* START *
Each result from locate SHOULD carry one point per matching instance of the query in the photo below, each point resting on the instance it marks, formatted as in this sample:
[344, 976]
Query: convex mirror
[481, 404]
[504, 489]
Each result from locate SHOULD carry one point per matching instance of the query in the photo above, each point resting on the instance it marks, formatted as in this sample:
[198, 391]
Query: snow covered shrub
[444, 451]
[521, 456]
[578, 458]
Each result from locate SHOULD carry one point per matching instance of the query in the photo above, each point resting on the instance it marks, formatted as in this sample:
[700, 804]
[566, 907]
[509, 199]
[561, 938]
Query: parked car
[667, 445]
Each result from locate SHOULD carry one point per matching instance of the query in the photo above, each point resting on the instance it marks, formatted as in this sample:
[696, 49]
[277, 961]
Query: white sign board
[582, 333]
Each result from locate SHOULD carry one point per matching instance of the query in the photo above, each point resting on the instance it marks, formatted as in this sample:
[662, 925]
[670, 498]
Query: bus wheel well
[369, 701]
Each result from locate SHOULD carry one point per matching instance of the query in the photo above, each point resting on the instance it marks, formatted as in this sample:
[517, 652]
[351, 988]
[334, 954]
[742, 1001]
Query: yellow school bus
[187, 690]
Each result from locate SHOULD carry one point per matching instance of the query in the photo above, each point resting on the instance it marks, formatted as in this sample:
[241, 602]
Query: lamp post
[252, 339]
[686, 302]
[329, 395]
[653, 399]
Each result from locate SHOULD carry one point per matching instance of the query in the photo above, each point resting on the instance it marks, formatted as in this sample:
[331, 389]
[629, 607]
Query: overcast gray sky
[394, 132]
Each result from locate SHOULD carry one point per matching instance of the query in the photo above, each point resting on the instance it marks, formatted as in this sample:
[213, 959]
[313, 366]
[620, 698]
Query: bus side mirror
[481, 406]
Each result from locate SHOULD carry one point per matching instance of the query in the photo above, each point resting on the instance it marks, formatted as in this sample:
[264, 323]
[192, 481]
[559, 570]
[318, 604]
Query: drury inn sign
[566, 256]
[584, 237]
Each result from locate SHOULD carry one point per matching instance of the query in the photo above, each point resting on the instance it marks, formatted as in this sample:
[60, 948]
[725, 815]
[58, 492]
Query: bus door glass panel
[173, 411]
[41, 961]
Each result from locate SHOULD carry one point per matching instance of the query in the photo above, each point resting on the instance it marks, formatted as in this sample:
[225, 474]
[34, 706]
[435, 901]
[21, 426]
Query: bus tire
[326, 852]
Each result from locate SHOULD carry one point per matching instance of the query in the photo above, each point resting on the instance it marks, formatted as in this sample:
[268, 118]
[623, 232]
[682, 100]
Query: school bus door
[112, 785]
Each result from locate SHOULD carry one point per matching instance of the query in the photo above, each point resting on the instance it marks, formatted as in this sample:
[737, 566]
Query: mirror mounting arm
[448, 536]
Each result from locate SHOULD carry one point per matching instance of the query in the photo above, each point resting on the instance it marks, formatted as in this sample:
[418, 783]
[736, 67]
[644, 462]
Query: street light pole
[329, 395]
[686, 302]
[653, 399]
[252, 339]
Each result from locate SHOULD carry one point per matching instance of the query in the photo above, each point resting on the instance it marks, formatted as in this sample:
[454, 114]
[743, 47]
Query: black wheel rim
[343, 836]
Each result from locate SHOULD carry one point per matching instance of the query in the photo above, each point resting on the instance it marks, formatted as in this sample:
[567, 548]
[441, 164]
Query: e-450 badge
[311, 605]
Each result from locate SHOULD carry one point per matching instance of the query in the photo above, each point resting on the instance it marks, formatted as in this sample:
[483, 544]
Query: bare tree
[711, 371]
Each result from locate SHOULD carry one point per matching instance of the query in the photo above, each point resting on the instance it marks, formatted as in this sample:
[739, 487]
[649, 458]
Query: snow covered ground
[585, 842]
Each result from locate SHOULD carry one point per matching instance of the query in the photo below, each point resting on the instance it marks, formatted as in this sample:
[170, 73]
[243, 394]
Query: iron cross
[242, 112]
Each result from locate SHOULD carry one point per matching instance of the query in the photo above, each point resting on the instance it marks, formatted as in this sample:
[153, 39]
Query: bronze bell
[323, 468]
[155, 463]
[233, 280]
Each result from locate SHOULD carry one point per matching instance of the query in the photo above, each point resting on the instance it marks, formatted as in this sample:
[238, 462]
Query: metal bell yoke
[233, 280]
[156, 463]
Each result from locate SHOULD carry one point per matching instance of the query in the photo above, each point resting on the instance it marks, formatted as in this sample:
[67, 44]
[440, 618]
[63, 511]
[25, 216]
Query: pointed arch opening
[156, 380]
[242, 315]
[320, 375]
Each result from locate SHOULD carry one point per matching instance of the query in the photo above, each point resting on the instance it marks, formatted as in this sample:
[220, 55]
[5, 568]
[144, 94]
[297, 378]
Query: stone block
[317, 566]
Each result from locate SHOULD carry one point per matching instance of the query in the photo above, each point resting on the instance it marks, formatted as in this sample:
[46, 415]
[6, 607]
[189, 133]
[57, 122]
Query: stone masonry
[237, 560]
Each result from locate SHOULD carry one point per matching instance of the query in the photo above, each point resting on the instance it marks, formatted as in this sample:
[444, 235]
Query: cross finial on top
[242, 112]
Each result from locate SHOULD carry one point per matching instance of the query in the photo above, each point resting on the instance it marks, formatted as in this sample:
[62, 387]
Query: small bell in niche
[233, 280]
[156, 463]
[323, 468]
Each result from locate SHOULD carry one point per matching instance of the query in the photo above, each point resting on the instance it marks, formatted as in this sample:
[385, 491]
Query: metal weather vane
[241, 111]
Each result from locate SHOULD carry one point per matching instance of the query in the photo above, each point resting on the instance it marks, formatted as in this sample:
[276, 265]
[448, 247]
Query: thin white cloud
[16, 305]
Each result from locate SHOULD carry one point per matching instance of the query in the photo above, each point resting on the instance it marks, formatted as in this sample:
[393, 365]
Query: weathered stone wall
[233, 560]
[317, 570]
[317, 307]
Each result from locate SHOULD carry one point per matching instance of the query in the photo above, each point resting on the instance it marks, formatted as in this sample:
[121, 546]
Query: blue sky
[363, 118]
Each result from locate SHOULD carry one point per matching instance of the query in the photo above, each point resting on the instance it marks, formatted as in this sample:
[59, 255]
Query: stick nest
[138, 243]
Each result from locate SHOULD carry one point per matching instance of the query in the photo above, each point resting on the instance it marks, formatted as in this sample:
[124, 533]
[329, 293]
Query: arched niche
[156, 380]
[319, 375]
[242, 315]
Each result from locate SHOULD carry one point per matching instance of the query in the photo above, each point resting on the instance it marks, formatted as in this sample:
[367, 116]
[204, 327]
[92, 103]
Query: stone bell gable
* END *
Take the entries and copy them out exactly.

#### [Answer for the task]
Each result from locate SHOULD carry one point per matching instance of the query in the photo below, each point resting on the instance it marks, formatted as in this sample:
[344, 976]
Query: convex mirror
[481, 404]
[504, 489]
Each result from locate SHOULD carry one point per matching instance of the query in the photo above, each point resting on the instance it marks, formatted as in this sample:
[198, 391]
Query: snow covered shrub
[444, 451]
[521, 456]
[578, 458]
Each result from locate SHOULD carry one point per matching instance of the query in the photo above, each point resting on the instance it marks, formatted as in this sample:
[700, 804]
[566, 907]
[509, 199]
[561, 938]
Query: parked car
[667, 445]
Each result from locate SHOULD carry one point per matching instance of the query in the photo above, each point resting on the instance it marks, formatted as in this sample:
[696, 49]
[277, 961]
Query: white sign board
[582, 333]
Each result from locate SHOULD carry one point per matching instance of the query in the photo above, each point resting on the instance it marks, formatted as in this sample:
[662, 925]
[670, 498]
Query: bus wheel well
[369, 701]
Each result from locate SHOULD carry one point per matching instance of the query in the photo above, each point resting on the instance it marks, formatted as in this sample:
[517, 652]
[351, 988]
[334, 954]
[742, 1001]
Query: yellow school bus
[187, 690]
Each result from locate SHOULD carry one point per matching instance of the query in the photo above, each point resting on the instance it marks, formatted as in this sample:
[241, 602]
Query: lamp post
[252, 339]
[686, 302]
[329, 395]
[653, 399]
Each result from locate SHOULD carry one point per matching instance of the query in the photo above, each point resting on the instance it marks, formatted as in this sample:
[331, 389]
[629, 607]
Query: overcast gray sky
[394, 132]
Each result from locate SHOULD carry one point per matching instance of the query in the photo above, each point resting on the instance it marks, formatted as in this sample:
[213, 959]
[313, 366]
[620, 698]
Query: bus side mirror
[481, 406]
Each result from locate SHOULD carry one point per matching instance of the query in the photo above, each point resting on the instance it marks, formatted as in this sample:
[264, 323]
[192, 481]
[559, 570]
[318, 604]
Query: drury inn sign
[566, 256]
[584, 237]
Each result from locate SHOULD carry one point per matching instance of the query in the photo above, each point resting on the instance it marks, formatted as in this sample:
[60, 948]
[725, 815]
[58, 492]
Query: bus door glass panel
[173, 411]
[41, 961]
Each result from locate SHOULD carry one point per matching instance of the query in the photo above, each point resting on the instance it marks, formatted as in this sample:
[225, 474]
[34, 706]
[435, 901]
[21, 426]
Query: bus tire
[326, 852]
Each result from locate SHOULD carry one point per matching instance of the query in the photo above, each point resting on the instance it marks, formatted as in this sample:
[268, 118]
[623, 232]
[682, 100]
Query: school bus door
[112, 785]
Each result from locate SHOULD carry one point per matching instance of the query in the photo above, each point resting on the instance it marks, formatted as in this sample:
[737, 566]
Query: mirror mounting arm
[448, 536]
Each result from locate SHOULD carry one point per matching instance of the query in the photo above, each point resting on the instance it marks, formatted as in this sample:
[418, 783]
[736, 67]
[644, 462]
Query: street light pole
[329, 395]
[686, 302]
[653, 399]
[252, 339]
Each result from locate SHOULD carry one point per matching instance of the query in the photo above, each point resting on the instance it marks, formatted as in this sample:
[454, 114]
[743, 47]
Query: black wheel rim
[343, 836]
Each result from locate SHOULD carry one point per matching instance of the query in the photo above, each point resting on the instance it marks, formatted as in this sample:
[567, 548]
[441, 164]
Query: e-450 badge
[311, 605]
Each result from locate SHOULD carry one point per matching instance of the query in the photo above, each point resting on the instance it marks, formatted as in this sample:
[483, 544]
Query: bare tree
[711, 371]
Each result from locate SHOULD carry one point per matching instance of the query in the photo above, each point resting on the instance it marks, formatted as in this sample:
[739, 487]
[649, 458]
Query: snow covered ground
[585, 842]
Each result from locate SHOULD carry one point per matching instance of the query in the photo below, each point resting on the instance it marks, formatted as in this sample:
[170, 73]
[243, 394]
Query: iron cross
[242, 112]
Each result from locate SHOULD carry one point per matching instance of the query in the photo above, each point resting on the instance it marks, formatted as in this sample:
[153, 39]
Query: bronze bell
[323, 468]
[155, 463]
[233, 280]
Each result from locate SHOULD carry one point per matching instance of the query in the photo above, each point resting on the instance it marks, formatted as in this sample:
[238, 462]
Query: metal bell yoke
[233, 280]
[156, 463]
Each result from locate SHOULD carry one point per matching instance of the query in the photo above, each point resting on the instance it marks, formatted as in this sample:
[67, 44]
[440, 618]
[63, 511]
[25, 216]
Query: pointed arch opening
[156, 380]
[242, 315]
[320, 375]
Each result from locate SHOULD carry one point per matching instance of the query in the photo above, each point resting on the instance it marks, formatted as in this sample:
[220, 55]
[5, 568]
[144, 94]
[297, 378]
Query: stone block
[317, 566]
Each result from locate SHOULD carry one point per matching instance of the query in the photo above, each point resting on the instance it marks, formatted as in this sample:
[46, 415]
[6, 607]
[189, 133]
[57, 122]
Query: stone masonry
[237, 560]
Each result from locate SHOULD carry one point per matching instance of the query in the photo above, each point resting on the instance it marks, formatted as in this sample:
[444, 235]
Query: cross finial on top
[242, 112]
Each result from locate SHOULD carry one point per matching instance of the query in the photo above, each point resting on the instance it marks, formatted as in this sample:
[62, 387]
Query: small bell in niche
[233, 280]
[156, 463]
[323, 468]
Each result from locate SHOULD carry one point per matching instance of the query in the photo above, each point resting on the instance it marks, formatted as in this sample:
[385, 491]
Query: metal weather vane
[241, 111]
Each result from locate SHOULD carry one point per matching instance of the query in the photo above, each point resting on the instance it marks, formatted as in this sample:
[276, 265]
[448, 247]
Query: thin white cloud
[16, 305]
Each result from locate SHOULD carry one point per matching instance of the query in the photo above, each point resting on the instance it marks, formatted as in this sample:
[393, 365]
Query: weathered stone wall
[233, 560]
[317, 570]
[317, 307]
Each result from locate SHOULD carry one point per matching instance of the query in the photo above, each point resting on the instance it marks, formatted as in this sample:
[121, 546]
Query: blue sky
[363, 118]
Each result from locate SHOULD carry one point per matching instance of the query in the photo above, each point resting on the instance it marks, formatted as in this sample:
[59, 255]
Query: stick nest
[138, 243]
Each result from locate SHOULD carry one point per matching instance of the query in the photo above, each point resting on the instance it marks, formatted as in this sample:
[124, 533]
[329, 293]
Query: arched niche
[156, 380]
[319, 375]
[242, 315]
Each result from locate SHOULD carry one point per matching instance of the query in the photo above, each point resting on the instance it marks, formatted as in this sample:
[367, 116]
[204, 327]
[92, 103]
Query: stone bell gable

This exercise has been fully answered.